Your task:
Word for word, repeat everything in the records below except the pictures.

Exercise data:

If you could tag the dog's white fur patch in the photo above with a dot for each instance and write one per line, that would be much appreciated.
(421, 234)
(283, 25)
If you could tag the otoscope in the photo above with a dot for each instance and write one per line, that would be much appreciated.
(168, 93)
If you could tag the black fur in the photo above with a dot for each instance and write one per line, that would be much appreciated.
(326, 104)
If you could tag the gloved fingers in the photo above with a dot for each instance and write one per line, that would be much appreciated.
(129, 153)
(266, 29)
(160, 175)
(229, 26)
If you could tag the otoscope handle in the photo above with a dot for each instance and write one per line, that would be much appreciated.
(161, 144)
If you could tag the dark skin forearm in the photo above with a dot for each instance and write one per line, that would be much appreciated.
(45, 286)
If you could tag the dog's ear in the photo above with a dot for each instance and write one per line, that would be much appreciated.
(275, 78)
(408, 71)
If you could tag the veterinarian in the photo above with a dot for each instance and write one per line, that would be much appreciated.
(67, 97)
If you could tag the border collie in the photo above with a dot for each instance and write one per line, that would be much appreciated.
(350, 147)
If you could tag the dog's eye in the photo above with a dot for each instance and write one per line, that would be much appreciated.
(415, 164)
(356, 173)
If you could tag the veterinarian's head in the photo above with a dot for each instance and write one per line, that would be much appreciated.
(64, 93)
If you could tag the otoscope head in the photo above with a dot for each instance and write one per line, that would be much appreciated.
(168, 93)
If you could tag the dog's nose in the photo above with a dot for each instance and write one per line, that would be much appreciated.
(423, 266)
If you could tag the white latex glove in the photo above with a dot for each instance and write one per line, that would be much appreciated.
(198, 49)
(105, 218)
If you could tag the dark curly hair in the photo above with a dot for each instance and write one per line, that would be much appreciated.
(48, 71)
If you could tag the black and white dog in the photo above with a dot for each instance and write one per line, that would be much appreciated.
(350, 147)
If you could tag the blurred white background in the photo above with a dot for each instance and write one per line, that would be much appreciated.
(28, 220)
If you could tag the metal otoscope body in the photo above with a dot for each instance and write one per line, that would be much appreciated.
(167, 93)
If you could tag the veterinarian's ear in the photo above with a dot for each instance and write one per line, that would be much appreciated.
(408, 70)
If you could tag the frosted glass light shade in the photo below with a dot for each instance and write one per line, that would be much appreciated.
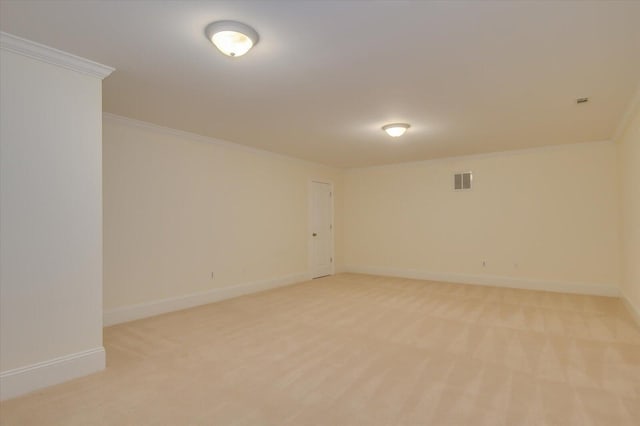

Response to the exercise:
If you could tag the dog's white fur patch in the photo above with a dot for each instance and write one per line, that would be much appreciated.
(421, 234)
(283, 25)
If you could tag the otoscope in the photo above with a dot for each instance and write one per line, that would be much appreciated.
(168, 93)
If you could tag the black fur in the photo above with a dot for each instance and write one per line, that would be much appreciated.
(326, 104)
If you could tag the gloved fingers in the photo above with a dot for each instance and write one per line, that would be much appreciated.
(129, 153)
(266, 29)
(160, 175)
(229, 26)
If you could tag the otoscope handle in the photo above with a dot for each instance and write one per line, that would be much appreciated.
(161, 144)
If you could tag the dark skin forearm in the photo above with a dot for each instance and write one per line, that would be much appreciated.
(45, 286)
If you could tag the dog's ear in the photo above with a dot for each instance and write one per line, that would be much appreciated.
(275, 78)
(408, 71)
If you could tag the veterinarian in the photo above with a dot for each instance and write one per line, that would be much appreciated.
(67, 97)
If you could tag the border collie in the photo above with a dot for each instance and write one per line, that would be much appreciated.
(350, 147)
If you could tag the dog's eye in the photo above with a dot for each instance and write one per line, that would be much appreciated.
(415, 164)
(356, 173)
If you could tag the veterinarian's head in the photo above with a dot for each instance and write one per line, that would be much appreciated.
(64, 93)
If you could tag the otoscope head in the photo above with a dot for each instance and write one per line, that would be much appreciated.
(168, 93)
If you could tag the dog's nose in the photo above with a dot for each instance and write one per line, that would be much appreciated.
(423, 266)
If you could tag the white latex glove in the photo above with a dot for each instance and write one per line, that would be much appreciated.
(198, 49)
(105, 218)
If you could tag the dark curly hair in the photo above with a dot for each instance and write one per line, that would be much appreciated.
(48, 71)
If you could tag the black and white dog in the photo above with a dot for each instance and write one per line, that would be much appreciated.
(350, 147)
If you could tag the blurred white background in the photo above with a dot for each instance and write one per line, that would be much appreciated.
(28, 220)
If you could tag the metal otoscope body in the photo above with a dot for each instance and write one per line, that would be much appreciated.
(167, 93)
If you could tag the veterinarian's ear in the photo above with a dot for each instance and write one per line, that would be much appreciated.
(408, 70)
If you could tag the frosted glass light shade in the photo below with a dot for each instance and write one per line, that would be much appreciated.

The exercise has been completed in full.